> [Seçilen Metin]:

=-=-=-=-=

Dosya itirazlar üzerine ek rapor düzenlenmek üzere yeniden aynı bilirkişi heyetine verilmiştir.
Bilirkişilerin 20/12/2022 tarihli ek raporlarında kök rapordaki görüşlerini değiştirecek bir durum olmadığını beyan ettikleri görülmüştür.Tüm dosya kapsamı, taraf delilleri, BA-BS kayıtları ve bilirkişi incelemeleri birlikte değerlendirildiğinde; davacı yanca, davalı şirket adına düzenlenen 4 Faturadan ilk 3 Faturanın davalı şirket ticari defterlerinde kayıtlı oldukları ve bedellerinin ödendiği, takip ve dava konusu yapılan 11.04.2014 Tarihli, ——- Nolu, 17.700.-TL bedelli faturanın ise davalı şirket ticari defterlerinde kayıtlı bulunmadığı; takip ve dava konusu yapılan, 11.04.2014 Tarihli, ——– Nolu, 17.700.-TL
bedelli faturanın davalı şirketin BA formu beyanlarında beyan edilmediği; —–Noterliği’ nden dosyaya celp edilmiş olan ve Davacı yanca——.Noterliği’ nden Davalı Şirkete (—— adresine)

=-=-=-=-=

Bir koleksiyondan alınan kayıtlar
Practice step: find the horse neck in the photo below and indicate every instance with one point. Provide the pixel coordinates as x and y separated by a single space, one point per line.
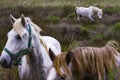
35 60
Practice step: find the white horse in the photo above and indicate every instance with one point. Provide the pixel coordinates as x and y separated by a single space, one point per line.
88 12
27 49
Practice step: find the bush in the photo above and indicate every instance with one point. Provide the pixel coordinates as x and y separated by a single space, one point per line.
52 19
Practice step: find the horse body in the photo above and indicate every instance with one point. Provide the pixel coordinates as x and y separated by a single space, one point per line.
87 63
36 64
88 12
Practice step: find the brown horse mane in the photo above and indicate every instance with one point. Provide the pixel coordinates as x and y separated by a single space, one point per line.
89 61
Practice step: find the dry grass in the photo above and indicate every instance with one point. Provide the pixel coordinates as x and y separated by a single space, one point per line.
103 3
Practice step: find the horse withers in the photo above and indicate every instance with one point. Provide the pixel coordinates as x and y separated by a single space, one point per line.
27 49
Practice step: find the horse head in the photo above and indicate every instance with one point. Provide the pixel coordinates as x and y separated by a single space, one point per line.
18 43
100 13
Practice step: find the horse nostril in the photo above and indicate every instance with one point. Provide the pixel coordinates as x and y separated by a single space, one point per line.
3 62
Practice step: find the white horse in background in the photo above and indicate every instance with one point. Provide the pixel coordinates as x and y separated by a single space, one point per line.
89 12
26 48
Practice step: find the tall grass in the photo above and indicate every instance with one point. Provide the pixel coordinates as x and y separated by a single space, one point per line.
27 3
57 19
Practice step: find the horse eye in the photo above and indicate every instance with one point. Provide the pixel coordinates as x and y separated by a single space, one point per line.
18 37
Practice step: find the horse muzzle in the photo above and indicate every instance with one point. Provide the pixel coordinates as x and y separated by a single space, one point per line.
4 63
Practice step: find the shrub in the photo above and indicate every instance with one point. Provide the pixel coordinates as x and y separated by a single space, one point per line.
52 19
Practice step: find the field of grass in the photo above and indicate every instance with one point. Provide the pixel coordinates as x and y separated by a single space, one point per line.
57 19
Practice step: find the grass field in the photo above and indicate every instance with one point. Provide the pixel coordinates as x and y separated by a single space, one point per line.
57 19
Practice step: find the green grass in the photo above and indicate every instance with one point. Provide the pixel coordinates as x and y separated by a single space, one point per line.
57 19
27 3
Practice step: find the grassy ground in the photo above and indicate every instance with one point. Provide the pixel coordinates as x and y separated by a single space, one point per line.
57 19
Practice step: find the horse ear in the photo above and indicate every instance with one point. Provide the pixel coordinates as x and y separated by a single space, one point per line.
68 57
51 54
12 19
23 20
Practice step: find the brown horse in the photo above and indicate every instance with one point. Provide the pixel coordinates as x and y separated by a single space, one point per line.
87 63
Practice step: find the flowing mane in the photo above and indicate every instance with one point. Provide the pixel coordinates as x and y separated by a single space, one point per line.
28 50
91 63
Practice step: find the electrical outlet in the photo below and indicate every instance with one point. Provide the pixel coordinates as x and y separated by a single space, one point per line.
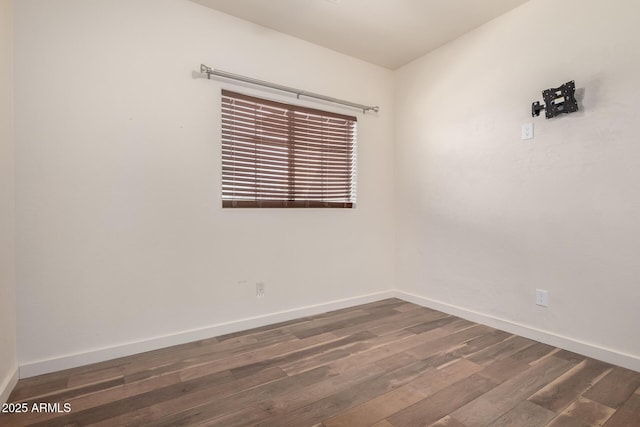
260 289
542 298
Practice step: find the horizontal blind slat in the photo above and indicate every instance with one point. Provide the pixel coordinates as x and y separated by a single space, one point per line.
280 155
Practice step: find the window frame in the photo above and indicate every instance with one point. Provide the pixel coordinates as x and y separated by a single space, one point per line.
319 166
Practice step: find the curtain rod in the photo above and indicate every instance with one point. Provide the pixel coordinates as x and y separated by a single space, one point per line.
212 72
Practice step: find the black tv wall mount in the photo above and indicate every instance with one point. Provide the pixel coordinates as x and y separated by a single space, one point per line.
559 100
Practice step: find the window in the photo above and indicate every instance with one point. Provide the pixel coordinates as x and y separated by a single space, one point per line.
276 155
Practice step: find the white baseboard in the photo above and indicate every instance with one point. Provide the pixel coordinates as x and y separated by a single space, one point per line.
587 349
30 369
7 385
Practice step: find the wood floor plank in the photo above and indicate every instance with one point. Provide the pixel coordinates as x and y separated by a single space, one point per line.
585 412
501 350
628 414
387 363
615 388
533 353
447 421
381 407
565 389
431 409
524 414
507 395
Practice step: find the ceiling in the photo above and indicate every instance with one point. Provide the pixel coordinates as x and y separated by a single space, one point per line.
389 33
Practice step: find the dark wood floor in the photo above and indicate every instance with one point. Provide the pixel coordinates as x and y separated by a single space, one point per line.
388 363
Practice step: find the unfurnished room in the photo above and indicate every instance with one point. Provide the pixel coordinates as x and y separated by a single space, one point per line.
320 213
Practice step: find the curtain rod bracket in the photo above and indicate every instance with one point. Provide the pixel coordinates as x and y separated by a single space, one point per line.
210 71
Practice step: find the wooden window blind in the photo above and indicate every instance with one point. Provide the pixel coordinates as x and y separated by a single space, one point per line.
276 155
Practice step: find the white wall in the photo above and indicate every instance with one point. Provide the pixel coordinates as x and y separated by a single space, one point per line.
485 218
8 355
121 234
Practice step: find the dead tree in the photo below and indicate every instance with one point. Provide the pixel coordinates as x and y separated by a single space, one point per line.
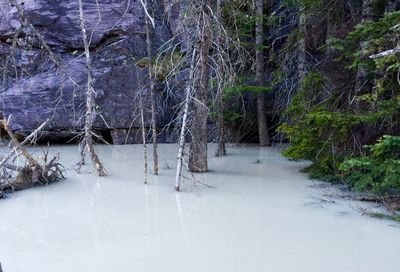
221 148
87 142
188 98
37 171
152 90
260 73
143 128
198 147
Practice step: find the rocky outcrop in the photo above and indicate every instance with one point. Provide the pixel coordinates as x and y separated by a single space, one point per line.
33 88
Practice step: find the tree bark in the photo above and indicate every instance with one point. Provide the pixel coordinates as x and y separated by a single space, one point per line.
363 82
143 128
198 146
184 122
263 133
87 142
152 95
221 149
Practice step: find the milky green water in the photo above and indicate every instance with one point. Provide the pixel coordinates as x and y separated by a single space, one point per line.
261 216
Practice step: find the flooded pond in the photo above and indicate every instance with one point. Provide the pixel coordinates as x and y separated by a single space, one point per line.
260 215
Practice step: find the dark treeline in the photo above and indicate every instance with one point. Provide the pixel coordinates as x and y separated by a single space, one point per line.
322 75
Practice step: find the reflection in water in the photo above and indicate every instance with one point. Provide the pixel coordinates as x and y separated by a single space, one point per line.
254 219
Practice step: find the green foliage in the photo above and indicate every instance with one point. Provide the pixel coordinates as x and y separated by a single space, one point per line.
321 129
379 171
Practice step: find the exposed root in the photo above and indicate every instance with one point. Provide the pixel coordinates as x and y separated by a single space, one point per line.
37 171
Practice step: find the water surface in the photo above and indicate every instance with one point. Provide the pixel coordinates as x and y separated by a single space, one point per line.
261 215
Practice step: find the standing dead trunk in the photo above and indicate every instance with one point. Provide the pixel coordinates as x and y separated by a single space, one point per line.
260 73
301 55
87 142
188 98
363 82
198 146
221 149
143 128
152 93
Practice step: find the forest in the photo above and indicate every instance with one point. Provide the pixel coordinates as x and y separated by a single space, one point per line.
185 92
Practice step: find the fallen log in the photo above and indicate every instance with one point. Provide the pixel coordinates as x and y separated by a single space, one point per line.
39 171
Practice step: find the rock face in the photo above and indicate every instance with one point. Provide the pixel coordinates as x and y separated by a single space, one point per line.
33 88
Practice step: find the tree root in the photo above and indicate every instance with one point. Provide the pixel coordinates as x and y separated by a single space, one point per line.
37 171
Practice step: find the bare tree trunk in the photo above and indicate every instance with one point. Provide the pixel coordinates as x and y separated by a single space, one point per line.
184 122
143 137
221 149
87 142
198 146
363 84
260 73
152 95
301 59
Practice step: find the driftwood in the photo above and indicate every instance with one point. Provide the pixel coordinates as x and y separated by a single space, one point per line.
37 171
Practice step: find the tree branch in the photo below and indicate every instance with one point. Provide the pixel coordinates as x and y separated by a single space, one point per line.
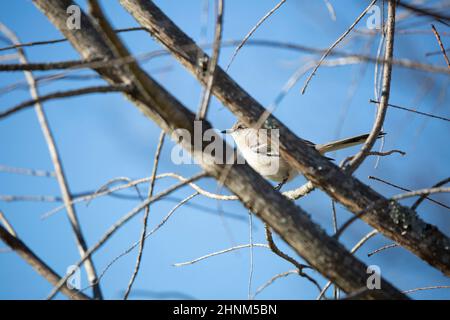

=-=-=-=-=

> [Görev Yönergeleri]:
- a) Seçilen metne göre bilirkişilerin ek raporu hangi tarihi taşıyor?
- b) Seçilen metni "Dosya itirazlar üzerine" sözcüklerini içeren yerden başlayıp "Şirkete (—— adresine)" sözcüklerinden sonra bitecek şekilde yeniden yaz ve bu bölümde "bilirkişi heyetine" yerine "uzman heyetine" kullan.
- c) Lütfen seçilen metni iki cümleyle özetle.

> [Çözümler Aşağıda]:
- a) 20/12/2022

- b)
Dosya itirazlar üzerine ek rapor düzenlenmek üzere yeniden aynı uzman heyetine verilmiştir.
Bilirkişilerin 20/12/2022 tarihli ek raporlarında kök rapordaki görüşlerini değiştirecek bir durum olmadığını beyan ettikleri görülmüştür.Tüm dosya kapsamı, taraf delilleri, BA-BS kayıtları ve bilirkişi incelemeleri birlikte değerlendirildiğinde; davacı yanca, davalı şirket adına düzenlenen 4 Faturadan ilk 3 Faturanın davalı şirket ticari defterlerinde kayıtlı oldukları ve bedellerinin ödendiği, takip ve dava konusu yapılan 11.04.2014 Tarihli, ——- Nolu, 17.700.-TL bedelli faturanın ise davalı şirket ticari defterlerinde kayıtlı bulunmadığı; takip ve dava konusu yapılan, 11.04.2014 Tarihli, ——– Nolu, 17.700.-TL
bedelli faturanın davalı şirketin BA formu beyanlarında beyan edilmediği; —–Noterliği’ nden dosyaya celp edilmiş olan ve Davacı yanca——.Noterliği’ nden Davalı Şirkete (—— adresine)

- c) İtirazlar üzerine dosya ek rapor için yeniden aynı bilirkişi heyetine verilmiş, bilirkişiler de 20/12/2022 tarihli ek raporda kök rapordaki görüşlerini değiştirecek bir durum olmadığını beyan etmiştir. Davacı tarafın davalı şirket adına düzenlediği 4 faturadan ilk 3'ü davalının ticari defterlerinde kayıtlıdır ve bedelleri ödenmiştir; takip ve dava konusu 11.04.2014 tarihli, 17.700 TL bedelli fatura ise davalının ticari defterlerinde kayıtlı değildir ve BA formu beyanlarında da beyan edilmemiştir.